Stored data entries »

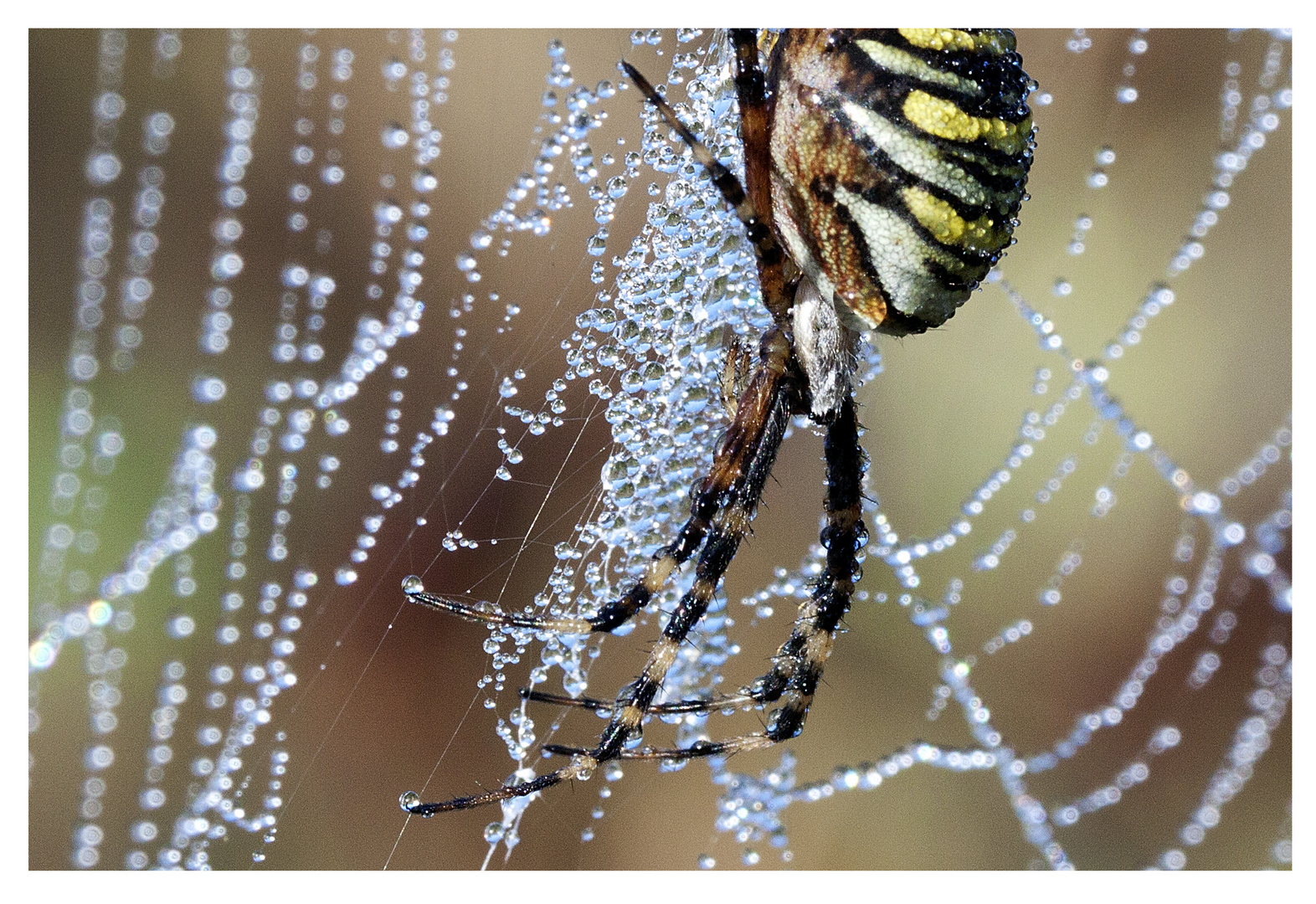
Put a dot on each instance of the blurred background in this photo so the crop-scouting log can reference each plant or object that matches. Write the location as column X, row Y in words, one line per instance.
column 386, row 696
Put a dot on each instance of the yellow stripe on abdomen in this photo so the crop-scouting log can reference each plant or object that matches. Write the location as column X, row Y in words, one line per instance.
column 943, row 119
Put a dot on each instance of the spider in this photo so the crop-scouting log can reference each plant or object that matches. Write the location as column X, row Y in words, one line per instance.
column 883, row 172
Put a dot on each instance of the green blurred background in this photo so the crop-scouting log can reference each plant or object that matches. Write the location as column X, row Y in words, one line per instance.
column 396, row 691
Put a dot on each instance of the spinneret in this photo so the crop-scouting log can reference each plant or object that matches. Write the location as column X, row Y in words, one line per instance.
column 882, row 175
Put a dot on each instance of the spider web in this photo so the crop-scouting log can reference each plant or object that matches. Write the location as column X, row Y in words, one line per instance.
column 280, row 396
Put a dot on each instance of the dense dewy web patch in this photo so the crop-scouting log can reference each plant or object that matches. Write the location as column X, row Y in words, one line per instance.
column 218, row 578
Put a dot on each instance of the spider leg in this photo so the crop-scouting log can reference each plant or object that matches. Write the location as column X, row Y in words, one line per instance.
column 754, row 208
column 724, row 503
column 710, row 704
column 798, row 666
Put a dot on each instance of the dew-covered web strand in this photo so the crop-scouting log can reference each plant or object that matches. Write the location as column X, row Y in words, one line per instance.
column 770, row 827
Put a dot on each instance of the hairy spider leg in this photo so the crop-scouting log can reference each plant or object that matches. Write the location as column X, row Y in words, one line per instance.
column 798, row 665
column 732, row 491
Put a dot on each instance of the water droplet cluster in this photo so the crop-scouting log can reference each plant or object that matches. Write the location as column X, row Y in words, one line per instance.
column 649, row 353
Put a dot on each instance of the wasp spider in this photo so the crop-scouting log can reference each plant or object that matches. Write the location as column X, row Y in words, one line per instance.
column 883, row 172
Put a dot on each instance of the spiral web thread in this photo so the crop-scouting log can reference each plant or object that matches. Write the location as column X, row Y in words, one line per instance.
column 650, row 352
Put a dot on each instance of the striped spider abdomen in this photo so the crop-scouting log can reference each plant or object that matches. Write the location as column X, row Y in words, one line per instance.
column 899, row 161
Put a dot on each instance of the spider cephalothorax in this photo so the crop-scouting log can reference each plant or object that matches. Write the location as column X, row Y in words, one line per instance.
column 883, row 170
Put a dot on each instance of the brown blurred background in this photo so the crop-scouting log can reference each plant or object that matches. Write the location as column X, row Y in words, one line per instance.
column 386, row 691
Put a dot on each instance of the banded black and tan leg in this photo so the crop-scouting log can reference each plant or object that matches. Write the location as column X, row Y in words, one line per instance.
column 724, row 501
column 752, row 203
column 798, row 665
column 773, row 411
column 671, row 708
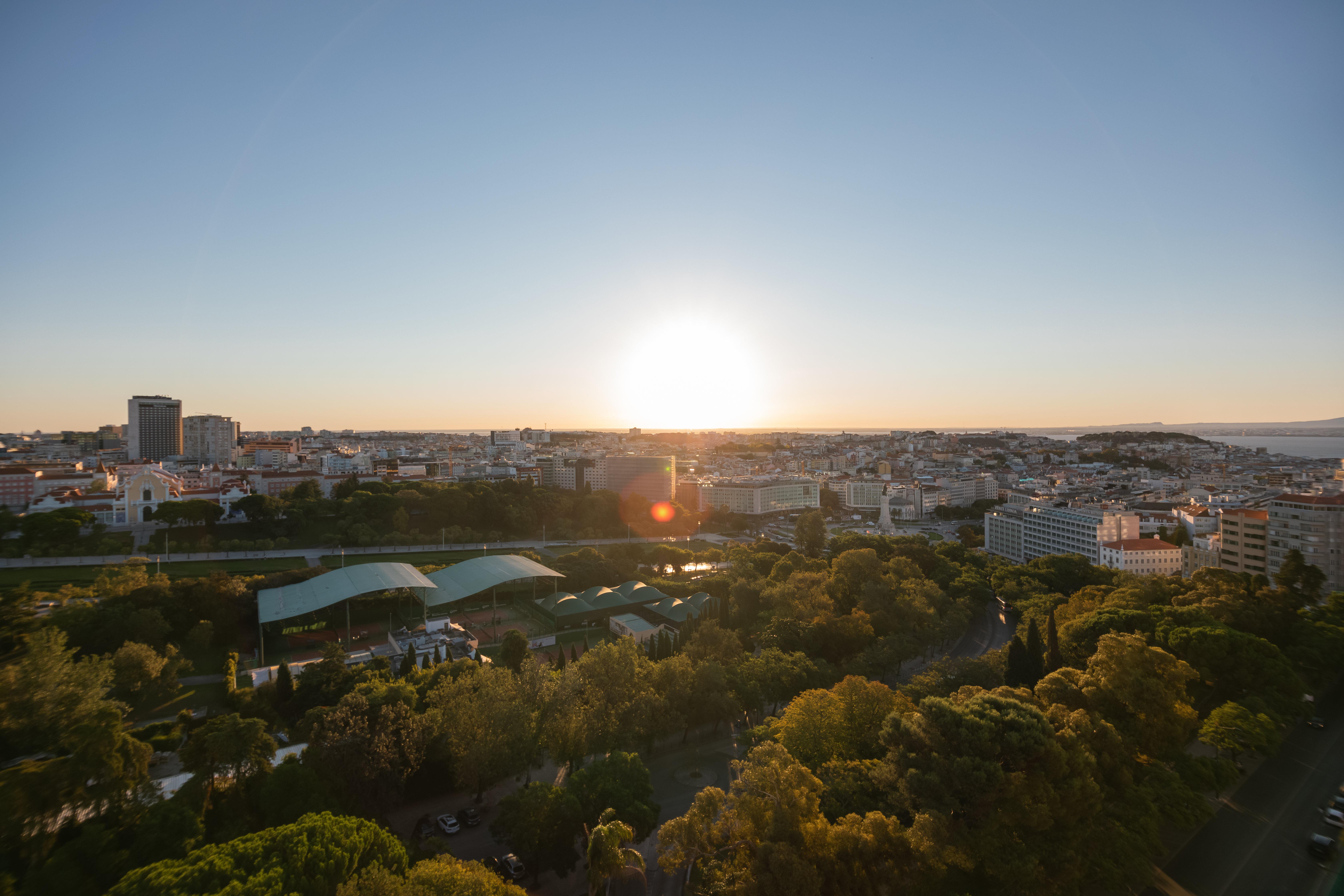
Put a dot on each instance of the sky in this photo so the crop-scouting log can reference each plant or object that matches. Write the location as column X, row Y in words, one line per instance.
column 671, row 216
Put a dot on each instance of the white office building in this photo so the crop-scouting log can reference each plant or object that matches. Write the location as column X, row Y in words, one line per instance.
column 1027, row 531
column 1142, row 555
column 764, row 495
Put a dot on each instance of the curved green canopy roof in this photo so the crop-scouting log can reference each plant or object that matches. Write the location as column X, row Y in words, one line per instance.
column 472, row 577
column 569, row 606
column 644, row 594
column 333, row 588
column 675, row 609
column 605, row 598
column 552, row 600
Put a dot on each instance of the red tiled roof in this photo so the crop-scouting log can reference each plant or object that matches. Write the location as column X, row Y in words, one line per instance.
column 1140, row 545
column 1312, row 499
column 1253, row 515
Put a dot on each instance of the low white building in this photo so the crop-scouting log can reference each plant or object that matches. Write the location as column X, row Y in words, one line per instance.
column 1143, row 555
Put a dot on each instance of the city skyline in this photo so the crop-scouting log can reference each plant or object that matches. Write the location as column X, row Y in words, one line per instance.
column 432, row 217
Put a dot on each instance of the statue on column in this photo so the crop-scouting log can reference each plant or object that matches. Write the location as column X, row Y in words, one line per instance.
column 885, row 526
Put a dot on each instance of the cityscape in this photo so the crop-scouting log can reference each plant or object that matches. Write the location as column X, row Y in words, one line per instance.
column 671, row 449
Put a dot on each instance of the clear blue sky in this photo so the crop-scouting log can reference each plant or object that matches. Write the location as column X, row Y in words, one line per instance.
column 673, row 214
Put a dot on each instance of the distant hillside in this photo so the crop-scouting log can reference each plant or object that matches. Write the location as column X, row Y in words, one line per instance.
column 1126, row 436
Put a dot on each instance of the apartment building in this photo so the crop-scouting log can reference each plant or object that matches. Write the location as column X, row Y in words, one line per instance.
column 1142, row 555
column 651, row 477
column 1027, row 531
column 1201, row 554
column 210, row 438
column 1245, row 537
column 17, row 487
column 1315, row 526
column 155, row 428
column 765, row 495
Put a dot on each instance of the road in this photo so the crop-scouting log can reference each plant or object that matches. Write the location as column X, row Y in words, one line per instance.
column 988, row 632
column 1256, row 846
column 315, row 554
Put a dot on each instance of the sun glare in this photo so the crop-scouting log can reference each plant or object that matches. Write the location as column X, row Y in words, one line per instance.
column 698, row 375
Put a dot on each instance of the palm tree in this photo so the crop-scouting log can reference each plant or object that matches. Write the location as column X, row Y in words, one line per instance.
column 607, row 855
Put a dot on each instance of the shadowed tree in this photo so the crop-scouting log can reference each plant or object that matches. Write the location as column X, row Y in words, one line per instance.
column 607, row 856
column 1053, row 659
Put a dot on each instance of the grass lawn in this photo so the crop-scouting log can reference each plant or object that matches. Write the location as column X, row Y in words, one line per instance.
column 45, row 578
column 189, row 698
column 415, row 558
column 49, row 578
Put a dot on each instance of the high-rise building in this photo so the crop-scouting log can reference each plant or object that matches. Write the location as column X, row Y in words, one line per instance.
column 652, row 477
column 1244, row 541
column 154, row 428
column 1315, row 526
column 210, row 438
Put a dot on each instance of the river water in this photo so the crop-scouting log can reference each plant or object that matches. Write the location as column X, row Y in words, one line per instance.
column 1295, row 445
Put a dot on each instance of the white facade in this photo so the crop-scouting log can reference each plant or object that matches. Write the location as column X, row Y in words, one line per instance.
column 1143, row 555
column 1315, row 526
column 764, row 496
column 1035, row 530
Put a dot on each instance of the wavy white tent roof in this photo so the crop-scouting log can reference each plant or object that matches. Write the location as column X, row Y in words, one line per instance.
column 333, row 588
column 472, row 577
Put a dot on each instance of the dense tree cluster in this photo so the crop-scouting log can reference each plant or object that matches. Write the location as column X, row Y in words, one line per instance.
column 1046, row 768
column 380, row 514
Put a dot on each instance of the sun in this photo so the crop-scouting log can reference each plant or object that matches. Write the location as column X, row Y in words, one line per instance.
column 691, row 374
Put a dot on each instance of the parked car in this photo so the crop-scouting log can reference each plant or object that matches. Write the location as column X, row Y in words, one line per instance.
column 1320, row 846
column 513, row 866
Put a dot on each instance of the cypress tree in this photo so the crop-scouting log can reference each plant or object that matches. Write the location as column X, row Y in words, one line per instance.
column 284, row 684
column 1014, row 672
column 1035, row 660
column 1053, row 659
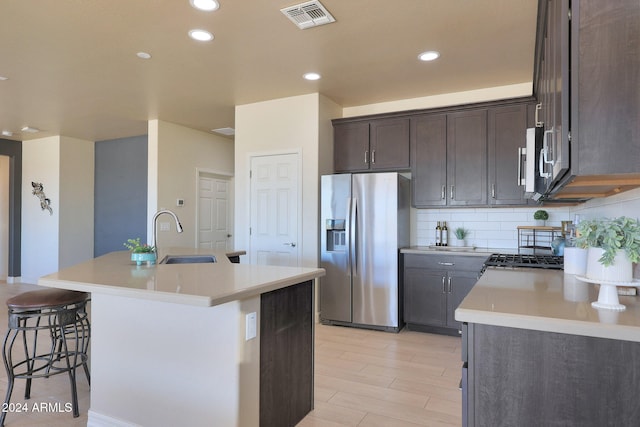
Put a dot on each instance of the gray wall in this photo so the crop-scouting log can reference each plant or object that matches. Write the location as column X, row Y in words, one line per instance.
column 120, row 209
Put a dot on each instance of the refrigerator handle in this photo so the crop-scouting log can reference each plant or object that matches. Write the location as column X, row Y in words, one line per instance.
column 347, row 230
column 353, row 248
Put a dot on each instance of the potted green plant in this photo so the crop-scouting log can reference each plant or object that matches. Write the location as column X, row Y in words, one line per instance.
column 140, row 252
column 613, row 245
column 541, row 216
column 461, row 234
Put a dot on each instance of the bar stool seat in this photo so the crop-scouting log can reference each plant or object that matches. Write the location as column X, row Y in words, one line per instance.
column 62, row 317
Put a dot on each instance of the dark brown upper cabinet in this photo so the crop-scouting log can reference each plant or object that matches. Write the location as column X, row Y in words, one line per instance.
column 380, row 145
column 587, row 78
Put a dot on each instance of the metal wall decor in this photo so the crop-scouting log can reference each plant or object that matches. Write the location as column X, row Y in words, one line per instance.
column 38, row 191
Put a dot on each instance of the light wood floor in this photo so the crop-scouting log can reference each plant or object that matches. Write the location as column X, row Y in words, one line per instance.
column 362, row 378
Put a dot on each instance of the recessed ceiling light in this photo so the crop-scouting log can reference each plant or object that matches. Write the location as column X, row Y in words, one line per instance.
column 201, row 35
column 225, row 131
column 206, row 5
column 429, row 56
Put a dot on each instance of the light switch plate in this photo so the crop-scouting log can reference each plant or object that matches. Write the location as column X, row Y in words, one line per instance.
column 251, row 326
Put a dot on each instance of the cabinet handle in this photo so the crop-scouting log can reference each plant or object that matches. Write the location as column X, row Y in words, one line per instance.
column 522, row 154
column 539, row 124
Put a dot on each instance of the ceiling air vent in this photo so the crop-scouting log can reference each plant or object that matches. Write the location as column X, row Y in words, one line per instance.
column 308, row 14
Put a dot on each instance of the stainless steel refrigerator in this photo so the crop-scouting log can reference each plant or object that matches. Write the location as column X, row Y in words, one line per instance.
column 364, row 222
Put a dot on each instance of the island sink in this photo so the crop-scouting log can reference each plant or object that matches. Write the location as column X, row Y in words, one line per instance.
column 188, row 259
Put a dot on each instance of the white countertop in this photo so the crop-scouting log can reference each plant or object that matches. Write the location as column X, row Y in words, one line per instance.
column 456, row 250
column 547, row 300
column 207, row 284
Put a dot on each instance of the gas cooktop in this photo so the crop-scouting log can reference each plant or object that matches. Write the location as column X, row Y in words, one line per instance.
column 520, row 260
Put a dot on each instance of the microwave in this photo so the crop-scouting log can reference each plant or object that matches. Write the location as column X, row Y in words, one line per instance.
column 532, row 174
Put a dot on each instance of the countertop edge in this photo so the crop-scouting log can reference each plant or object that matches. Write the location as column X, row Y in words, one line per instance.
column 176, row 298
column 547, row 324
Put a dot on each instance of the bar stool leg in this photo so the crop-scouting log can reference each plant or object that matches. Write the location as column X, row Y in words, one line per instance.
column 71, row 365
column 7, row 345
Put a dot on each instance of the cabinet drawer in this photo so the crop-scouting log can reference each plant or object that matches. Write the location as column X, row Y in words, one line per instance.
column 445, row 261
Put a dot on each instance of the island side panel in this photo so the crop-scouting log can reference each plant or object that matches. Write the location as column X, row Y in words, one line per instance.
column 532, row 378
column 164, row 364
column 286, row 355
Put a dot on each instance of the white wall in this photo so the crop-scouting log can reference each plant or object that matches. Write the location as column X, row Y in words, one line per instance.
column 623, row 204
column 64, row 166
column 175, row 154
column 296, row 124
column 4, row 217
column 40, row 233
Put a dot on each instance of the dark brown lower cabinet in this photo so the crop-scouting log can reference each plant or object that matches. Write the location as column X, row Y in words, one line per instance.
column 521, row 377
column 286, row 355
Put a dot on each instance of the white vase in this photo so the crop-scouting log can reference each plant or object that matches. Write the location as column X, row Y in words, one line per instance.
column 460, row 242
column 620, row 271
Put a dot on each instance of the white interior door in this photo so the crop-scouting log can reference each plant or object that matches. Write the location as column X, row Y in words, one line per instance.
column 275, row 200
column 213, row 212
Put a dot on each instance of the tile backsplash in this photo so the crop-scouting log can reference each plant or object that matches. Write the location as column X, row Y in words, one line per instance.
column 497, row 227
column 488, row 227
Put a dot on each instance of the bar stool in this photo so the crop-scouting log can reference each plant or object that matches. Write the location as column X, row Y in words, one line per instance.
column 62, row 317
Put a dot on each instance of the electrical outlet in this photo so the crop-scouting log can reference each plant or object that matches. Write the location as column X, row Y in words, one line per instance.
column 251, row 326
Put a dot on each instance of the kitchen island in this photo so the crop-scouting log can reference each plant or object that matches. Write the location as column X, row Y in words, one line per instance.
column 196, row 344
column 536, row 353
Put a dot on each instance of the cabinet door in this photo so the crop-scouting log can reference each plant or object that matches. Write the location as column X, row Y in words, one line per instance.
column 428, row 160
column 351, row 146
column 506, row 134
column 459, row 284
column 467, row 158
column 424, row 296
column 389, row 144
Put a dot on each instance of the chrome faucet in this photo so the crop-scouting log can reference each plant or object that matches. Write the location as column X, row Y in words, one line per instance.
column 155, row 230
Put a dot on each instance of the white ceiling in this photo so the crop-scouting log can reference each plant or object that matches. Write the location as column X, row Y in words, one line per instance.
column 72, row 67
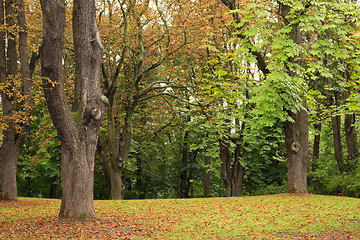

EXERCISE REQUIREMENTS » Exact text is required for the lines from the one with "Put a dot on each instance of the white ceiling" through the last line of the entries, both included. Omit pictures.

WRITTEN RESPONSE »
Put a dot on each instance of the white ceiling in this photo so the crop-scouting log can reference each plant or object that matches. Write the location as column X, row Y in words, one line per instance.
column 72, row 67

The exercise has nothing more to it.